**** Text block

Wednesday, November 28, 2012

Bonus Week!

Welcome to BONUS WEEK! This is not a recognized holiday, season, feast, or celebration in the real world, so don't worry if you didn't pick out the red dates in your calendar. But it's a time that just about everyone I know who works in a church is celebrating. This year, because of a quirk in the way the dates fall out, Advent doesn't begin the Sunday right after Thanksgiving. This year we have an extra week between Thanksgiving and the beginning of Advent. It seems like a very small thing, but the extra week is HUGE. It meant that last week, during the three-day holiday week of Thanksgiving, we didn't have to squeeze in Advent preparation as well. It means that we have extra time this week to iron out the details of our Advent worship and seasonal church programs before the hustle begins. 

This is really exciting for me because Advent is one of my favorite seasons. I love the intentional way that we prepare for Jesus' birth. I love the return to praying and striving for the kingdom of God. I love the way our worship builds up toward the celebrations on Christmas Eve. And this year I have extra time to get ready for this, my favorite time of year. This week I have an opportunity to take a deep breath before the plunge into the season. 

The extra time has allowed me to get my heart in order. This year has been busy and full of transitions, and amid all of the activity I've slipped a bit in my spiritual disciplines. So this year I've decided to really rededicate myself to spiritual growth during Advent. And I'm going to use this blog to do it. 

In years past I've utilized this blog to observe Advent in a variety of ways. In 2009, my first year as a full-time pastor, I posted a picture each day of Advent to remind myself of the joy of the season in the midst of all of the busyness. In 2010, I wrote a brief reflection each day. In 2011 I forgot my blog completely in my focus on ordination papers. But this year I'm back, and with a new plan.

********

Given task: From the Bonus Week post, copy out word for word the part that opens with the words containing "The extra time" and closes with "a new plan.".

**** Raw records

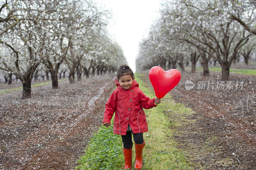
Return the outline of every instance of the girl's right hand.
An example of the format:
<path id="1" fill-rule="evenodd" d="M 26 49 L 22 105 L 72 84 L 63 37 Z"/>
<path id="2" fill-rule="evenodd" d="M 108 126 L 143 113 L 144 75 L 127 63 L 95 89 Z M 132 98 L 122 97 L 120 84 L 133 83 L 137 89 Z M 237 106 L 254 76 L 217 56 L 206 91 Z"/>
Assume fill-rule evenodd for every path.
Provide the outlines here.
<path id="1" fill-rule="evenodd" d="M 110 123 L 107 123 L 104 124 L 104 125 L 105 125 L 105 126 L 107 127 L 108 128 L 108 126 L 110 126 Z"/>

********

Exercise result:
The extra time has allowed me to get my heart in order. This year has been busy and full of transitions, and amid all of the activity I've slipped a bit in my spiritual disciplines. So this year I've decided to really rededicate myself to spiritual growth during Advent. And I'm going to use this blog to do it. 

In years past I've utilized this blog to observe Advent in a variety of ways. In 2009, my first year as a full-time pastor, I posted a picture each day of Advent to remind myself of the joy of the season in the midst of all of the busyness. In 2010, I wrote a brief reflection each day. In 2011 I forgot my blog completely in my focus on ordination papers. But this year I'm back, and with a new plan.